» Task data:
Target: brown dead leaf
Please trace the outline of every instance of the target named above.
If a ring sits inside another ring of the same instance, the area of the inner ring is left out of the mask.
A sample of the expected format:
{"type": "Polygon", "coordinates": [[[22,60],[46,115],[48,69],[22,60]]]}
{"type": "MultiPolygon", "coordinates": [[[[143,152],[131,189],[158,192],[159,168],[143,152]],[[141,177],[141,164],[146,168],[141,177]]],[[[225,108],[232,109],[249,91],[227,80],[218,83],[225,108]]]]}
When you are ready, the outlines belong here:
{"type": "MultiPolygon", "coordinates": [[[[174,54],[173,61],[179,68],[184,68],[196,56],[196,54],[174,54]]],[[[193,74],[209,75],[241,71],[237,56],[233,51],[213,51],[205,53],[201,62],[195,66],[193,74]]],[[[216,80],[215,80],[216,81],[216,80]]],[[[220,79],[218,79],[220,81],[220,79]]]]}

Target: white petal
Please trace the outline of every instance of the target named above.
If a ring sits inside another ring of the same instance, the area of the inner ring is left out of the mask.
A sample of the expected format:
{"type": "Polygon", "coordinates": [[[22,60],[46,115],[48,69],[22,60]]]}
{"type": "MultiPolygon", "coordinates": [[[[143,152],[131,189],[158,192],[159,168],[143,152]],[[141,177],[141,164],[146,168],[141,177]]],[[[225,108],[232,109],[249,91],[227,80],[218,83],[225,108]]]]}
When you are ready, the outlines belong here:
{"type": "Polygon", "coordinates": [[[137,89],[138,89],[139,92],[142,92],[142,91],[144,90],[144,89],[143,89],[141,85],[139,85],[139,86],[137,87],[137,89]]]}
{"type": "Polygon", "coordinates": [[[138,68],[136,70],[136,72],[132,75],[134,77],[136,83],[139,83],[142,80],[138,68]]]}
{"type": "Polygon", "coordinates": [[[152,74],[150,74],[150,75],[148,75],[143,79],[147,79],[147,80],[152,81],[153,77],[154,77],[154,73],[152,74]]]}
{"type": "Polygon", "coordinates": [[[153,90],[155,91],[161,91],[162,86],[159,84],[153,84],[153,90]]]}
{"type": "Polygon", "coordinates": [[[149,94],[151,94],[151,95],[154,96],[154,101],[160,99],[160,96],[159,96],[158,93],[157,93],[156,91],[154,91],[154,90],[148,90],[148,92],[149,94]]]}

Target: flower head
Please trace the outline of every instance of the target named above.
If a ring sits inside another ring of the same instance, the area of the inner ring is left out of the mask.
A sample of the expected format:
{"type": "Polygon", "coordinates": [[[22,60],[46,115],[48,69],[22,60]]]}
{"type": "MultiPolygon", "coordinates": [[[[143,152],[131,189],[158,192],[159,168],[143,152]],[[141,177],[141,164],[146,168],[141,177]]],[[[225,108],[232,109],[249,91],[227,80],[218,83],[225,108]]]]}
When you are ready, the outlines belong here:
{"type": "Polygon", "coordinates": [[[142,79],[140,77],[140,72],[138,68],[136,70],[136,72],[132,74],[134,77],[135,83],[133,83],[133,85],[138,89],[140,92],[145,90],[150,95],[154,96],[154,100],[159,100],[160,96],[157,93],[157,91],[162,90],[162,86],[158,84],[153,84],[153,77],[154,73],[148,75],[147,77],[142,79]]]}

» Given task: Turn all of the data above into a numbered list with one line per item, leaving out the blank lines.

» Expected answer:
1. Target: brown dead leaf
2. Please trace the outline of every instance of the target named above.
3. If a ring sits inside another ring of the same instance, the area of the inner ring is left out of the mask.
4. A sample of the expected format:
5. {"type": "Polygon", "coordinates": [[[22,60],[46,115],[48,69],[22,60]]]}
6. {"type": "MultiPolygon", "coordinates": [[[[143,152],[131,189],[158,192],[159,168],[143,152]],[[141,177],[141,164],[146,168],[141,177]]],[[[225,108],[232,109],[249,91],[227,80],[218,83],[225,108]]]]}
7. When you are ready, the outlines belong here:
8. {"type": "MultiPolygon", "coordinates": [[[[174,54],[173,61],[179,68],[184,68],[196,56],[196,54],[174,54]]],[[[193,74],[209,75],[241,71],[237,56],[233,51],[213,51],[205,53],[201,62],[195,66],[193,74]]],[[[216,80],[215,80],[216,81],[216,80]]],[[[220,79],[218,79],[220,81],[220,79]]]]}
9. Target: white petal
10. Please trace the outline of every instance of the target named above.
11. If a ring sits inside another ring of the same instance, the area of the inner ring is left out of the mask.
12. A sample of the expected format:
13. {"type": "Polygon", "coordinates": [[[22,60],[46,115],[48,69],[22,60]]]}
14. {"type": "MultiPolygon", "coordinates": [[[[143,152],[131,189],[158,192],[159,168],[143,152]],[[141,177],[141,164],[146,168],[141,177]]],[[[225,108],[232,109],[249,91],[227,80],[218,83],[225,108]]]]}
15. When you are ready, the outlines belong here:
16. {"type": "Polygon", "coordinates": [[[137,89],[138,89],[139,92],[142,92],[142,91],[144,90],[144,89],[143,89],[141,85],[139,85],[139,86],[137,87],[137,89]]]}
17. {"type": "Polygon", "coordinates": [[[138,68],[136,70],[136,72],[132,75],[134,77],[136,83],[139,83],[142,80],[138,68]]]}
18. {"type": "Polygon", "coordinates": [[[152,74],[150,74],[150,75],[148,75],[143,79],[147,79],[147,80],[152,81],[153,77],[154,77],[154,73],[152,74]]]}
19. {"type": "Polygon", "coordinates": [[[153,90],[155,91],[161,91],[162,86],[159,84],[153,84],[153,90]]]}
20. {"type": "Polygon", "coordinates": [[[149,94],[151,94],[151,95],[154,96],[154,101],[160,99],[160,96],[159,96],[158,93],[157,93],[156,91],[154,91],[154,90],[148,90],[148,92],[149,94]]]}
21. Target: flower head
22. Please trace the outline of every instance of the target named above.
23. If a ring sits inside another ring of the same instance, the area of the inner ring is left out of the mask.
24. A sample of the expected format:
25. {"type": "Polygon", "coordinates": [[[22,60],[46,115],[48,69],[22,60]]]}
26. {"type": "MultiPolygon", "coordinates": [[[[143,152],[131,189],[158,192],[159,168],[143,152]],[[141,177],[141,164],[146,168],[141,177]]],[[[225,108],[232,109],[249,91],[227,80],[218,83],[225,108]]]]}
27. When you are ready, the outlines belong here:
28. {"type": "Polygon", "coordinates": [[[142,79],[140,77],[140,72],[138,68],[136,70],[136,72],[132,74],[134,77],[135,83],[133,83],[133,85],[138,89],[140,92],[145,90],[150,95],[154,96],[154,100],[159,100],[160,96],[157,93],[157,91],[162,90],[162,86],[158,84],[153,84],[153,77],[154,73],[148,75],[147,77],[142,79]]]}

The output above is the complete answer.